AIM OF THE TASK -> Edit the material below by replacing "every instance" with "all instances" wherever it occurs, and leave everything else unchanged. Omit the pictures from your answer.

---------- PROVIDED RECORDS ----------

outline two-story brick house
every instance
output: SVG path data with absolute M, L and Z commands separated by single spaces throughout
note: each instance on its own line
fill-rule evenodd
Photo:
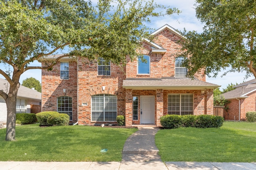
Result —
M 213 90 L 202 73 L 185 77 L 178 41 L 184 38 L 168 25 L 144 41 L 147 62 L 128 59 L 126 66 L 79 57 L 62 58 L 51 71 L 42 70 L 42 110 L 66 113 L 79 125 L 115 123 L 160 126 L 168 114 L 213 114 Z M 58 55 L 47 56 L 50 59 Z

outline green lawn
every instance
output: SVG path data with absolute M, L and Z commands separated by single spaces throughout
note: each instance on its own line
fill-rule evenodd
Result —
M 8 142 L 1 129 L 0 161 L 120 161 L 126 139 L 137 130 L 23 125 L 16 127 L 16 141 Z
M 156 143 L 164 162 L 256 162 L 256 123 L 225 122 L 219 129 L 160 130 Z

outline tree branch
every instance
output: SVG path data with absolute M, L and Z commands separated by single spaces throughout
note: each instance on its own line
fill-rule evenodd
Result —
M 10 83 L 10 82 L 12 82 L 12 80 L 11 78 L 10 78 L 9 76 L 7 75 L 7 74 L 5 73 L 4 71 L 3 71 L 1 69 L 0 69 L 0 74 L 2 75 L 6 79 L 8 82 Z
M 40 58 L 42 57 L 43 56 L 47 56 L 47 55 L 51 55 L 52 54 L 53 54 L 55 52 L 56 52 L 57 50 L 58 50 L 58 49 L 64 47 L 66 46 L 67 45 L 70 45 L 70 43 L 66 43 L 65 44 L 64 44 L 61 45 L 59 46 L 59 47 L 56 47 L 56 48 L 54 49 L 53 50 L 52 50 L 52 51 L 50 52 L 49 53 L 46 53 L 46 54 L 39 54 L 37 57 L 33 57 L 30 60 L 28 60 L 26 61 L 25 61 L 25 62 L 24 63 L 23 63 L 23 64 L 22 64 L 22 66 L 23 66 L 23 67 L 24 67 L 24 66 L 25 66 L 25 65 L 27 64 L 28 64 L 29 63 L 30 63 L 30 62 L 33 61 L 34 61 L 38 59 L 40 59 Z M 42 69 L 42 68 L 39 68 L 39 69 Z M 25 70 L 26 71 L 26 70 Z
M 26 68 L 25 69 L 24 69 L 24 72 L 25 72 L 25 71 L 27 71 L 27 70 L 31 70 L 31 69 L 42 69 L 42 70 L 46 70 L 46 69 L 48 69 L 49 68 L 50 68 L 52 67 L 54 65 L 56 65 L 56 64 L 57 64 L 57 62 L 60 60 L 61 59 L 64 57 L 69 57 L 70 56 L 70 55 L 69 54 L 66 54 L 66 55 L 62 55 L 61 56 L 59 57 L 58 57 L 57 59 L 55 59 L 54 61 L 54 62 L 52 63 L 52 64 L 49 66 L 48 66 L 46 67 L 42 67 L 42 66 L 29 66 L 27 68 Z

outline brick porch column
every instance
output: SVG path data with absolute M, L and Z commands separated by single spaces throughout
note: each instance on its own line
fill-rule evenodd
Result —
M 213 89 L 207 89 L 204 95 L 204 114 L 213 115 Z
M 125 126 L 132 124 L 132 90 L 125 90 Z
M 156 126 L 161 126 L 160 117 L 164 115 L 164 90 L 156 89 L 156 115 L 155 122 Z

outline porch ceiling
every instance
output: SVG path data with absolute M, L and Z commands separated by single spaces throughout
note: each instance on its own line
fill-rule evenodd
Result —
M 123 87 L 133 90 L 205 90 L 220 86 L 190 78 L 163 77 L 160 78 L 131 78 L 124 80 Z

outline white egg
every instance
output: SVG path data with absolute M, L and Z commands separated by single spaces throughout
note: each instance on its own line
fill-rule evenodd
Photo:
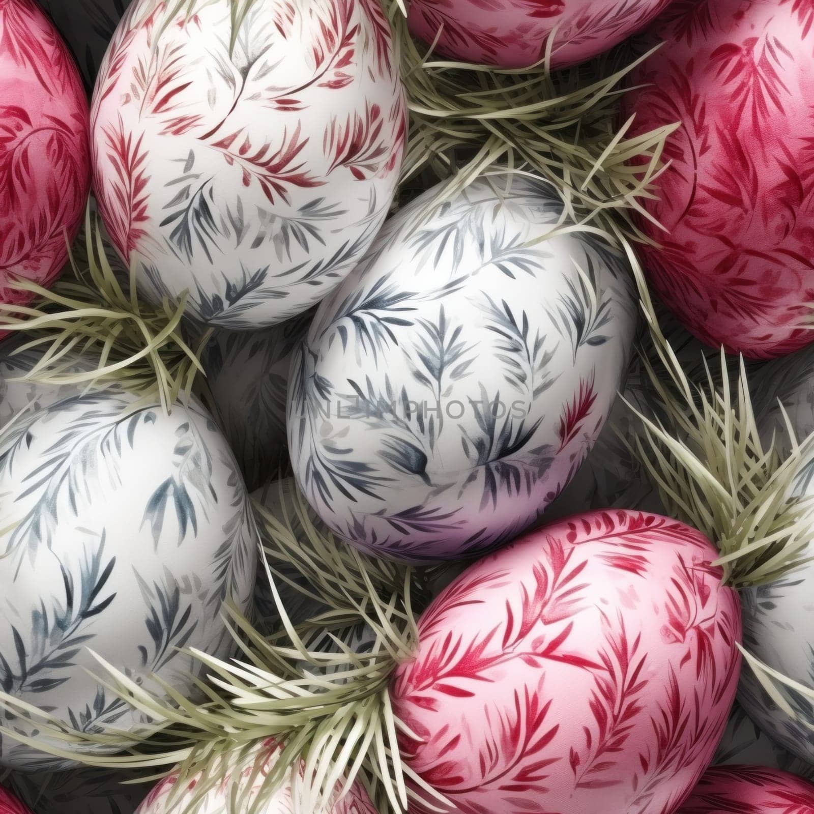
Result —
M 134 0 L 99 71 L 94 190 L 154 300 L 282 322 L 359 261 L 392 199 L 405 106 L 375 0 Z
M 214 412 L 249 489 L 288 468 L 288 371 L 313 317 L 308 311 L 262 330 L 216 330 L 201 356 Z
M 630 357 L 628 271 L 550 236 L 543 182 L 482 178 L 427 222 L 396 214 L 319 307 L 291 366 L 289 450 L 338 535 L 414 562 L 533 523 L 599 434 Z
M 0 414 L 14 414 L 0 429 L 0 689 L 85 731 L 132 731 L 144 716 L 87 674 L 103 677 L 90 650 L 137 682 L 156 673 L 192 693 L 201 667 L 178 649 L 230 653 L 223 602 L 249 606 L 256 528 L 200 405 L 168 415 L 116 390 L 10 380 L 33 361 L 0 366 Z M 7 709 L 2 719 L 47 739 Z M 0 747 L 16 768 L 72 765 L 8 734 Z
M 774 435 L 782 453 L 790 449 L 786 416 L 798 440 L 814 431 L 814 348 L 805 348 L 766 362 L 753 372 L 751 389 L 759 394 L 755 413 L 761 435 L 768 441 Z M 810 456 L 801 467 L 794 493 L 814 494 L 814 457 Z M 814 536 L 814 528 L 812 532 Z M 803 556 L 814 553 L 812 545 L 809 544 Z M 743 640 L 750 652 L 814 689 L 812 580 L 814 562 L 808 562 L 776 582 L 742 591 L 742 604 Z M 744 666 L 738 691 L 744 711 L 784 749 L 814 764 L 814 705 L 793 689 L 782 692 L 793 716 L 769 698 L 755 673 Z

----------

COMPLETE RESPONSE ->
outline two-story brick house
all instances
output: SVG path data with absolute M, L and Z commands separated by single spaces throughout
note: each instance on its own line
fill-rule evenodd
Photo:
Result —
M 213 90 L 202 73 L 185 77 L 178 41 L 184 38 L 168 25 L 144 41 L 147 62 L 128 59 L 126 66 L 79 57 L 62 58 L 51 71 L 42 70 L 42 110 L 66 113 L 79 125 L 115 123 L 160 126 L 168 114 L 213 114 Z M 58 55 L 47 56 L 50 59 Z

outline green lawn
all instances
output: SVG path data with absolute M, L and Z commands separated by single spaces throughout
note: each instance on its own line
fill-rule evenodd
Result —
M 8 142 L 1 129 L 0 161 L 120 161 L 126 139 L 137 130 L 23 125 L 16 127 L 16 141 Z
M 156 143 L 164 162 L 256 162 L 256 123 L 225 122 L 219 129 L 160 130 Z

outline tree branch
all instances
output: SVG path data with absolute M, L and Z commands separated by single spaces throughout
note: each instance on its own line
fill-rule evenodd
Result —
M 10 83 L 10 82 L 12 82 L 12 80 L 11 78 L 10 78 L 9 76 L 7 75 L 7 74 L 5 73 L 4 71 L 3 71 L 1 69 L 0 69 L 0 74 L 2 75 L 6 79 L 8 82 Z
M 40 58 L 42 57 L 43 56 L 47 56 L 47 55 L 51 55 L 52 54 L 53 54 L 55 52 L 56 52 L 57 50 L 58 50 L 58 49 L 64 47 L 66 46 L 67 45 L 70 45 L 70 43 L 66 43 L 65 44 L 64 44 L 61 45 L 59 46 L 59 47 L 56 47 L 56 48 L 54 49 L 53 50 L 52 50 L 52 51 L 50 52 L 49 53 L 46 53 L 46 54 L 39 54 L 37 57 L 33 57 L 30 60 L 28 60 L 26 61 L 25 61 L 25 62 L 24 63 L 23 63 L 23 64 L 22 64 L 22 66 L 23 66 L 23 67 L 24 67 L 24 66 L 25 66 L 25 65 L 27 64 L 28 64 L 29 63 L 30 63 L 30 62 L 33 61 L 34 61 L 38 59 L 40 59 Z M 42 69 L 42 68 L 39 68 L 39 69 Z M 25 70 L 26 71 L 26 70 Z
M 26 68 L 25 69 L 24 69 L 24 72 L 25 72 L 25 71 L 27 71 L 27 70 L 31 70 L 31 69 L 42 69 L 42 70 L 46 70 L 46 69 L 48 69 L 49 68 L 50 68 L 52 67 L 54 65 L 56 65 L 56 64 L 57 64 L 57 62 L 60 60 L 61 59 L 64 57 L 69 57 L 70 56 L 70 55 L 69 54 L 66 54 L 66 55 L 62 55 L 61 56 L 59 57 L 58 57 L 57 59 L 55 59 L 54 61 L 54 62 L 52 63 L 52 64 L 49 66 L 48 66 L 46 67 L 42 67 L 42 66 L 29 66 L 27 68 Z

outline brick porch column
all instances
output: SVG path data with absolute M, L and Z commands separated by single spaces throughout
note: each instance on its own line
fill-rule evenodd
Result —
M 213 89 L 207 89 L 204 95 L 204 114 L 213 115 Z
M 125 126 L 132 124 L 132 90 L 125 90 Z
M 156 126 L 161 126 L 160 117 L 164 115 L 164 90 L 156 89 L 156 115 L 155 122 Z

outline porch ceiling
all instances
output: SVG path data with absolute M, L and Z commands separated by single spaces throughout
note: each instance on its own line
fill-rule evenodd
Result —
M 123 87 L 133 90 L 205 90 L 220 86 L 190 78 L 163 77 L 160 78 L 131 78 L 124 80 Z

outline white egg
all instances
output: SVG path data with absolute M, L and Z commands separated by single spaces throughout
note: each instance on its own line
fill-rule evenodd
Photo:
Result —
M 134 0 L 99 71 L 94 190 L 154 300 L 282 322 L 359 261 L 392 199 L 405 106 L 375 0 Z
M 214 412 L 249 489 L 288 468 L 288 371 L 313 317 L 308 311 L 262 330 L 216 330 L 201 356 Z
M 630 357 L 628 271 L 550 236 L 543 182 L 482 178 L 427 222 L 396 214 L 319 307 L 291 366 L 289 450 L 338 535 L 414 562 L 533 523 L 599 434 Z
M 0 414 L 14 414 L 0 429 L 0 689 L 85 731 L 132 731 L 144 716 L 87 674 L 103 677 L 90 650 L 137 682 L 156 673 L 192 693 L 201 667 L 178 649 L 230 653 L 223 602 L 249 606 L 256 528 L 200 405 L 168 415 L 116 390 L 10 380 L 33 361 L 0 366 Z M 7 709 L 2 719 L 47 739 Z M 0 747 L 16 768 L 72 765 L 8 734 Z
M 774 435 L 782 453 L 790 449 L 786 416 L 798 440 L 814 431 L 814 348 L 805 348 L 766 362 L 753 372 L 751 389 L 759 394 L 755 413 L 761 435 L 768 441 Z M 810 456 L 801 467 L 794 493 L 814 494 L 814 457 Z M 814 536 L 814 528 L 812 532 Z M 803 556 L 814 553 L 812 545 L 809 544 Z M 743 640 L 750 652 L 814 689 L 812 580 L 814 562 L 808 562 L 776 582 L 742 591 L 742 604 Z M 744 666 L 738 691 L 744 711 L 784 749 L 814 764 L 814 705 L 793 689 L 782 692 L 793 716 L 769 698 L 755 673 Z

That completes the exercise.